■ **EXCERPTED PASSAGE**

I can't reason about something I know nothing about.  So this is not a
useful argument.

>  > We still need to send encoded (unibyte) strings to the outside
>  > world.
> 
> Of course.  In fact, pretty much all interaction with the outside
> world involves byte streams.  The problem Emacs is experiencing here
> is that Lisp can see bytes when it is designed only to work with
> characters.

In GNU Emacs, Lisp can work with bytes as well.

>  > [Determining file name encoding] a non-issue: we treat unibyte file
>  > names as encoded in file-name-coding-system.  Nothing else is
>  > supported, or needed.
> 
> It is in Japan, where it's still common to have a host whose hard
> drive uses UTF-8, mounting EUC-JP-encoded volumes over NFS, and USB
> drives with Shift-JIS file names.  I've even seen file names
> containing segments encoded variously in KOI8, Shift JIS, *and* EUC-JP
> (in Macintosh notation, no less).  Admittedly, not in a very long
> time, but it's still *possible* to do that on POSIX systems.
> 
> You just can't win in this environment; you will see mojibake, and
> sometimes undecodable names, unless you get help from the user.  Such
> names can be round-tripped using special "undecodable bytes"
> representation (UTF-8B or non-unicode code points).  But if you try to
> manipulate those names in Lisp, you will sometimes get incorrect
> results.

That's OK.  Emacs cannot solve these situations, and I didn't try to
target them.  I will be happy enough to correctly support file names
consistently encoded in a single encoding that is the value of
file-name-coding-system.  I hope you will agree that having _that_
broken is not good.

>  > Exactly.  Moreover, what you suggest is a large project that won't
>  > happen without a motivated individual.  Given the overall "cannot
>  > happen on POSIX, so it's SEP"

■ **GIVEN INFORMATION**
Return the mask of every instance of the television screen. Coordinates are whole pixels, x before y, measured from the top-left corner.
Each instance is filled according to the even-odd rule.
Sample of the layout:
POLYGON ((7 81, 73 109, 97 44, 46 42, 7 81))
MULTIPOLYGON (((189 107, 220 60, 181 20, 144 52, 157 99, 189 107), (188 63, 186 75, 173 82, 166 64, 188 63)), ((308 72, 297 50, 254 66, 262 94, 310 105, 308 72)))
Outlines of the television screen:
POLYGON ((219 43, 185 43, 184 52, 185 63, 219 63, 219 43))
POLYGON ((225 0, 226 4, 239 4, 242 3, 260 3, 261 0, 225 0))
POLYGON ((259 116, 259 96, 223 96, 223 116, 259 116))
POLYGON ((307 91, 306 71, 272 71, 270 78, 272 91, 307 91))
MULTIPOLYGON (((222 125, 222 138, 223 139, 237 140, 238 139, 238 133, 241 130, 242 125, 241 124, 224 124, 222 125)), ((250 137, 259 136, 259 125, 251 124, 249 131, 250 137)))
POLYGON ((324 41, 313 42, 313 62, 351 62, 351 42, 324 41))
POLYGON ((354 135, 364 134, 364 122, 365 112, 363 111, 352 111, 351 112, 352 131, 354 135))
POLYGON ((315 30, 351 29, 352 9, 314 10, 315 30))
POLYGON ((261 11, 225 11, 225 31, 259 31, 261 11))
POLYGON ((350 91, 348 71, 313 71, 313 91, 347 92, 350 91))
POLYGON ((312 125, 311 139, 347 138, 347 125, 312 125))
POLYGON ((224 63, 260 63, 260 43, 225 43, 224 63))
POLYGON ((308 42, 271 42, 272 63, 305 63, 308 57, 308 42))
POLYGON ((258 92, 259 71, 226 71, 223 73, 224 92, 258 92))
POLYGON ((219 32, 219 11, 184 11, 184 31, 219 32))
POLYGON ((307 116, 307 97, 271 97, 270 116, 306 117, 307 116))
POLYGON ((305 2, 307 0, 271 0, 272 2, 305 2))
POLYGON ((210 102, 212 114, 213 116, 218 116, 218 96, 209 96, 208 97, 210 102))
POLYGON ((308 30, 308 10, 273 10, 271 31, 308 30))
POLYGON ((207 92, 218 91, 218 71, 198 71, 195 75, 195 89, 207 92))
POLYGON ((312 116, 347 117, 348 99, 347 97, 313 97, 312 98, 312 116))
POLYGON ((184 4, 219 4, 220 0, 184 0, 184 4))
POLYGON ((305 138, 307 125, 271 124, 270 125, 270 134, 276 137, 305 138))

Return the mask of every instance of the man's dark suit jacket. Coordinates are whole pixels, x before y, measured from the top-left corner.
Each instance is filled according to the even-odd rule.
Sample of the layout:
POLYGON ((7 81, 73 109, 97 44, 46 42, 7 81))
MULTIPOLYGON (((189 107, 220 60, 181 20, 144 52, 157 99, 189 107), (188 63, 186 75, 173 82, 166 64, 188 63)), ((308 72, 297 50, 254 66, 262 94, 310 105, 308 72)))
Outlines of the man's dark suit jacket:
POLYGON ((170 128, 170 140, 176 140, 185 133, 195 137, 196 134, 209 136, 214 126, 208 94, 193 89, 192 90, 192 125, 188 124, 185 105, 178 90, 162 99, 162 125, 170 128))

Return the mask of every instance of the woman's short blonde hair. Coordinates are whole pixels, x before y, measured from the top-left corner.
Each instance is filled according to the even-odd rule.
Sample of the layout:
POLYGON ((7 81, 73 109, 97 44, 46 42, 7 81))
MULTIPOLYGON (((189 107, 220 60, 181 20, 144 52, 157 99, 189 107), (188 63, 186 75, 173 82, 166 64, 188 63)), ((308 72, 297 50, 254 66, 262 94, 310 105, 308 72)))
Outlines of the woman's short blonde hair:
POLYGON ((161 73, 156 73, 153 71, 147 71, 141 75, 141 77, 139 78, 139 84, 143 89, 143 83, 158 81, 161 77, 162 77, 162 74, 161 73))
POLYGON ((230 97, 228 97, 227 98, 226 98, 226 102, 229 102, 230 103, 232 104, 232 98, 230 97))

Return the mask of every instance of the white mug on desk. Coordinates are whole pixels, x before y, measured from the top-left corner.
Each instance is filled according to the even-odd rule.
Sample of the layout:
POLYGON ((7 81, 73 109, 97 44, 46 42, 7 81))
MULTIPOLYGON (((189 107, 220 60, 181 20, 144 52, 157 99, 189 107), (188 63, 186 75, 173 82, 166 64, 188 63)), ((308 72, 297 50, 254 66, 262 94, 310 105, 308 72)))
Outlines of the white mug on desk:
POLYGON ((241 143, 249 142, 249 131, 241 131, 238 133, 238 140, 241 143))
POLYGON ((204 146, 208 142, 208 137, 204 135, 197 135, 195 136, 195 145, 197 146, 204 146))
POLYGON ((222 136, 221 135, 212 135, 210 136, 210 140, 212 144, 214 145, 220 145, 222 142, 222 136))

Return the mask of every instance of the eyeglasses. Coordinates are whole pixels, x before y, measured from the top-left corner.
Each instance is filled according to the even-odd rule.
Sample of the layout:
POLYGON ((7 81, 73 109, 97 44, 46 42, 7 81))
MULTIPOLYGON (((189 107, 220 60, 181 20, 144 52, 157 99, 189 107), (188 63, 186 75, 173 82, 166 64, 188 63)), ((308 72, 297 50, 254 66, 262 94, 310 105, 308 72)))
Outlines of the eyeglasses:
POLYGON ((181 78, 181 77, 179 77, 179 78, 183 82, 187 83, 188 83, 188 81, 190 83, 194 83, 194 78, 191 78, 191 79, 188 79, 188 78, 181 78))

■ **WHAT THIS EXERCISE ASKS**
1. Please update the listing from its first line through the line that contains "POLYGON ((184 4, 219 4, 220 0, 184 0, 184 4))", replacing "television screen" with "TV monitor" and leaving everything else unchanged.
2. Continue the email exchange about file name encoding in Emacs from where it stops.

■ **EXPECTED RESPONSES**
1.
Return the mask of every instance of the TV monitor. Coordinates are whole pixels, x before y, measured from the top-left corner.
Each instance is filled according to the even-odd rule.
Sample of the layout:
POLYGON ((7 81, 73 109, 97 44, 46 42, 7 81))
MULTIPOLYGON (((189 107, 220 60, 181 20, 144 52, 157 99, 189 107), (188 63, 186 75, 173 82, 166 64, 188 63)), ((308 72, 297 50, 254 66, 262 94, 310 105, 308 72)))
Outlines of the TV monitor:
POLYGON ((219 43, 185 43, 184 52, 185 63, 219 63, 219 43))
POLYGON ((225 0, 226 4, 239 4, 242 3, 260 3, 261 0, 225 0))
POLYGON ((259 116, 259 96, 223 96, 223 116, 259 116))
POLYGON ((307 91, 306 71, 272 71, 270 78, 272 91, 307 91))
MULTIPOLYGON (((222 125, 222 138, 223 139, 237 140, 238 139, 238 133, 241 130, 242 125, 241 124, 224 124, 222 125)), ((250 137, 259 136, 259 125, 251 124, 249 131, 250 137)))
POLYGON ((324 41, 313 42, 313 62, 351 62, 351 42, 324 41))
POLYGON ((354 135, 364 134, 364 122, 365 112, 363 111, 352 111, 351 112, 352 131, 354 135))
POLYGON ((315 30, 351 29, 352 9, 314 10, 315 30))
POLYGON ((261 11, 225 11, 225 31, 259 31, 261 11))
POLYGON ((350 91, 348 71, 313 71, 313 91, 347 92, 350 91))
POLYGON ((312 125, 311 139, 347 138, 347 125, 312 125))
POLYGON ((224 63, 260 63, 260 43, 225 43, 224 63))
POLYGON ((308 42, 271 42, 272 63, 305 63, 308 57, 308 42))
POLYGON ((258 92, 259 71, 226 71, 223 73, 224 92, 258 92))
POLYGON ((219 32, 219 11, 184 11, 184 31, 219 32))
POLYGON ((307 116, 307 97, 271 97, 270 116, 306 117, 307 116))
POLYGON ((305 2, 307 0, 271 0, 272 2, 305 2))
POLYGON ((210 102, 212 114, 213 116, 218 116, 218 96, 209 96, 208 97, 210 102))
POLYGON ((308 30, 308 10, 273 10, 271 31, 308 30))
POLYGON ((207 92, 218 91, 218 71, 198 71, 195 75, 195 89, 207 92))
POLYGON ((312 116, 347 117, 348 99, 347 97, 313 97, 312 98, 312 116))
POLYGON ((184 4, 219 4, 220 0, 184 0, 184 4))

2.
> 
> It can easily happen on POSIX systems, especially with removable media
> or double-booting hosts.

If you look back at this thread, you will see that this is what I
tried to say, but was consistently told that Posix systems have no
such problems "in practice".

> But I don't see why it should be so difficult.  You already have all
> the functions needed to decode byte streams to Lisp strings or
> buffers, and that's the normal mode of operation, no?

Decoding is not a problem, but it hampers efficiency.  There's also an
associated problem that decoding a file can GC, which is not good for
functions that get 'char *' pointers as arguments.  Therefore, it is
best avoided (although we do use it when we have no choice, e.g., when
we need to produce a file name from a unibyte directory and a
multibyte file name).

> In fact AFAIK the set of programs that use the unibyte feature at
> all is pretty small, and most of those (like Tramp) do so only in
> self-defense.

You are thinking on the wrong level.  The problem rears its ugly head
on the C level, not on the Lisp level.  Functions in dired.c and
fileio.c manipulate file names, assuming it is safe to address
individual bytes even if the file name is in some DBCS encoding.  I
gave one example a few messages ago.